Exercise directions —
List every line in the listing below that contains the string "ceiling". Case counts, so match only that exact capitalization.

Data to process —
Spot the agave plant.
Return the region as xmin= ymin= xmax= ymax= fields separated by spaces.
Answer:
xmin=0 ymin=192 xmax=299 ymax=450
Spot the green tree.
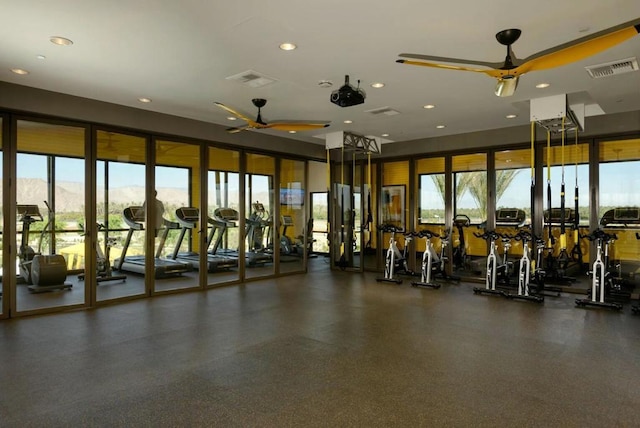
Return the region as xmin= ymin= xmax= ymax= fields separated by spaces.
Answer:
xmin=431 ymin=169 xmax=520 ymax=219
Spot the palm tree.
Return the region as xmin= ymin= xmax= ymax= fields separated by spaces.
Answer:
xmin=431 ymin=169 xmax=520 ymax=218
xmin=467 ymin=169 xmax=520 ymax=219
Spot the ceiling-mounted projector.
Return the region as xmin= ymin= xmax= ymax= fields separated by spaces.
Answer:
xmin=331 ymin=75 xmax=367 ymax=107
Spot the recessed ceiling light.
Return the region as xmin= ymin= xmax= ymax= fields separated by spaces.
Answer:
xmin=49 ymin=36 xmax=73 ymax=46
xmin=280 ymin=42 xmax=297 ymax=51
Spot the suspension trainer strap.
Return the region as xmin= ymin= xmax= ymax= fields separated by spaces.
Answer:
xmin=547 ymin=130 xmax=556 ymax=247
xmin=531 ymin=121 xmax=536 ymax=234
xmin=560 ymin=116 xmax=567 ymax=250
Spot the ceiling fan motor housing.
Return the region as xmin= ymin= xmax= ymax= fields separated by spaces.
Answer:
xmin=330 ymin=75 xmax=366 ymax=107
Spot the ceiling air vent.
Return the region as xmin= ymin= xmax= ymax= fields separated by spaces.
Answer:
xmin=364 ymin=107 xmax=400 ymax=116
xmin=227 ymin=70 xmax=277 ymax=88
xmin=585 ymin=57 xmax=638 ymax=79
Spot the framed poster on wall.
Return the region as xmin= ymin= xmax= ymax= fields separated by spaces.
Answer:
xmin=382 ymin=185 xmax=405 ymax=229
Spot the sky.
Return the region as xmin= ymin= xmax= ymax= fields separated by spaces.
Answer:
xmin=10 ymin=153 xmax=640 ymax=214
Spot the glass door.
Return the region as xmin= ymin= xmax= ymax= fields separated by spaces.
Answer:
xmin=451 ymin=153 xmax=488 ymax=277
xmin=153 ymin=140 xmax=199 ymax=292
xmin=14 ymin=120 xmax=86 ymax=312
xmin=244 ymin=153 xmax=279 ymax=278
xmin=206 ymin=147 xmax=244 ymax=285
xmin=91 ymin=131 xmax=146 ymax=301
xmin=414 ymin=157 xmax=444 ymax=269
xmin=274 ymin=159 xmax=306 ymax=272
xmin=0 ymin=117 xmax=7 ymax=318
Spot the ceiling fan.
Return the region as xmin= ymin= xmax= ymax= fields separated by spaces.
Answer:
xmin=396 ymin=19 xmax=640 ymax=97
xmin=215 ymin=98 xmax=329 ymax=133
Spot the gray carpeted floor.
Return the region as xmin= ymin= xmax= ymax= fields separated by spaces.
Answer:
xmin=0 ymin=270 xmax=640 ymax=427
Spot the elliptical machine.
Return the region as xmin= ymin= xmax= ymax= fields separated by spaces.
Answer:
xmin=78 ymin=223 xmax=127 ymax=284
xmin=376 ymin=224 xmax=406 ymax=284
xmin=507 ymin=229 xmax=544 ymax=303
xmin=16 ymin=201 xmax=72 ymax=293
xmin=473 ymin=230 xmax=507 ymax=297
xmin=631 ymin=232 xmax=640 ymax=314
xmin=452 ymin=214 xmax=471 ymax=270
xmin=576 ymin=229 xmax=622 ymax=311
xmin=411 ymin=229 xmax=460 ymax=289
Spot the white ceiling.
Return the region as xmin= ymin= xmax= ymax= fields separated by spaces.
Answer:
xmin=0 ymin=0 xmax=640 ymax=144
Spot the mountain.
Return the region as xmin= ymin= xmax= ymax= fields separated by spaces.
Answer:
xmin=0 ymin=178 xmax=269 ymax=215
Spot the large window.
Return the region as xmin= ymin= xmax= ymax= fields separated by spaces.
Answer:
xmin=244 ymin=153 xmax=279 ymax=278
xmin=154 ymin=140 xmax=198 ymax=291
xmin=207 ymin=147 xmax=244 ymax=285
xmin=416 ymin=158 xmax=445 ymax=224
xmin=598 ymin=139 xmax=640 ymax=276
xmin=276 ymin=159 xmax=306 ymax=272
xmin=16 ymin=120 xmax=86 ymax=311
xmin=452 ymin=153 xmax=487 ymax=224
xmin=542 ymin=142 xmax=589 ymax=226
xmin=96 ymin=131 xmax=147 ymax=301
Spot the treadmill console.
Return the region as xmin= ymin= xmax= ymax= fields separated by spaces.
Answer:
xmin=16 ymin=205 xmax=42 ymax=221
xmin=543 ymin=208 xmax=576 ymax=224
xmin=213 ymin=208 xmax=240 ymax=223
xmin=496 ymin=208 xmax=527 ymax=227
xmin=282 ymin=215 xmax=293 ymax=226
xmin=600 ymin=207 xmax=640 ymax=227
xmin=251 ymin=201 xmax=265 ymax=214
xmin=176 ymin=207 xmax=200 ymax=228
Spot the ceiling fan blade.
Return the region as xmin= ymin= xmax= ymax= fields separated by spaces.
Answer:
xmin=262 ymin=122 xmax=329 ymax=132
xmin=396 ymin=59 xmax=500 ymax=77
xmin=214 ymin=102 xmax=253 ymax=122
xmin=517 ymin=20 xmax=640 ymax=74
xmin=398 ymin=53 xmax=503 ymax=68
xmin=227 ymin=126 xmax=250 ymax=134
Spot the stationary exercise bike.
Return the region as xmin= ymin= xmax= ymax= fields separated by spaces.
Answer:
xmin=376 ymin=224 xmax=408 ymax=284
xmin=78 ymin=223 xmax=127 ymax=283
xmin=576 ymin=229 xmax=622 ymax=311
xmin=411 ymin=229 xmax=460 ymax=289
xmin=16 ymin=201 xmax=72 ymax=293
xmin=631 ymin=232 xmax=640 ymax=314
xmin=507 ymin=229 xmax=544 ymax=303
xmin=473 ymin=230 xmax=507 ymax=297
xmin=452 ymin=214 xmax=471 ymax=270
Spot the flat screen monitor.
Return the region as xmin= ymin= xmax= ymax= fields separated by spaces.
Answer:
xmin=280 ymin=187 xmax=304 ymax=207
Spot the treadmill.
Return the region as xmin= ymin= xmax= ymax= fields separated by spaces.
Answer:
xmin=171 ymin=207 xmax=238 ymax=272
xmin=209 ymin=208 xmax=273 ymax=266
xmin=113 ymin=206 xmax=193 ymax=279
xmin=496 ymin=208 xmax=527 ymax=229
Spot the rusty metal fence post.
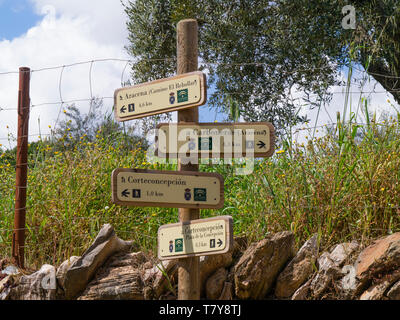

Solution —
Spot the ceiling-mounted projector.
Spot the recessed ceiling light.
Spot the ceiling fan motor housing.
Spot the ceiling air vent.
Spot the ceiling fan.
Spot the white ceiling.
Spot the ceiling fan blade.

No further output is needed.